**Task objective**
Print word for word whatever lies between the first line of the material and the line holding "positive clicks: (27, 27) (34, 30)", both included, and omit all pictures.

**Dataset records**

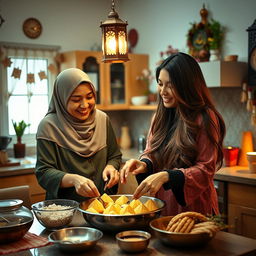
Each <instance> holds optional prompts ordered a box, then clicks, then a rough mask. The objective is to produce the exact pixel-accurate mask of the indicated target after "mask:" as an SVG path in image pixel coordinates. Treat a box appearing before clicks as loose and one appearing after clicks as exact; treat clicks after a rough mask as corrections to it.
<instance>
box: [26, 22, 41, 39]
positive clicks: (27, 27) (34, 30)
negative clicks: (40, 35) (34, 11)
mask: <svg viewBox="0 0 256 256" xmlns="http://www.w3.org/2000/svg"><path fill="white" fill-rule="evenodd" d="M42 29H43V27H42V25H41V23H40V21H39V20H38V19H35V18H28V19H26V20H25V21H24V23H23V32H24V34H25V35H26V36H27V37H29V38H31V39H35V38H38V37H39V36H40V35H41V33H42Z"/></svg>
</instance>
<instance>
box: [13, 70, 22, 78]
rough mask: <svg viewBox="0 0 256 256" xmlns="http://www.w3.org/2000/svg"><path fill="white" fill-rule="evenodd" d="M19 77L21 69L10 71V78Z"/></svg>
mask: <svg viewBox="0 0 256 256" xmlns="http://www.w3.org/2000/svg"><path fill="white" fill-rule="evenodd" d="M20 75H21V69H19V68H14V69H13V71H12V75H11V76H12V77H14V78H18V79H20Z"/></svg>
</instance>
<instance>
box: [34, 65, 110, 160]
mask: <svg viewBox="0 0 256 256" xmlns="http://www.w3.org/2000/svg"><path fill="white" fill-rule="evenodd" d="M82 82H87V83H89V84H90V85H91V88H92V90H93V93H94V96H95V98H96V93H95V88H94V86H93V84H92V82H91V80H90V78H89V77H88V75H87V74H86V73H84V72H83V71H82V70H80V69H77V68H70V69H66V70H64V71H62V72H61V73H60V74H59V75H58V76H57V78H56V80H55V83H54V91H53V95H52V98H51V101H50V105H49V109H48V112H47V114H46V115H45V117H44V118H43V119H42V121H41V122H40V124H39V127H38V131H37V136H36V137H37V139H45V140H49V141H53V142H55V143H56V144H58V145H59V146H60V147H63V148H66V149H69V150H71V151H73V152H75V153H77V154H79V155H81V156H84V157H89V156H92V155H93V154H95V153H96V152H98V151H99V150H101V149H102V148H104V147H106V138H107V135H106V133H107V124H106V119H107V116H106V114H105V113H104V112H102V111H100V110H97V109H96V108H94V110H93V111H92V112H91V114H90V116H89V117H88V118H87V119H86V120H85V121H79V120H77V119H75V118H74V117H72V116H71V115H70V114H69V113H68V112H67V103H68V99H69V97H70V96H71V94H72V92H73V91H74V90H75V89H76V87H77V86H78V85H79V84H81V83H82Z"/></svg>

**Problem solution**
Each <instance> holds optional prompts ordered a box, then clicks, then a rough mask. The objective is to produce the exact pixel-accurate mask of the indicated target after "mask:" as an SVG path in image pixel coordinates. Treat a box appearing before clicks as loose and one appearing after clicks as exact; treat clicks after a rough mask as corrections to it.
<instance>
box: [26, 22, 41, 39]
positive clicks: (27, 27) (34, 30)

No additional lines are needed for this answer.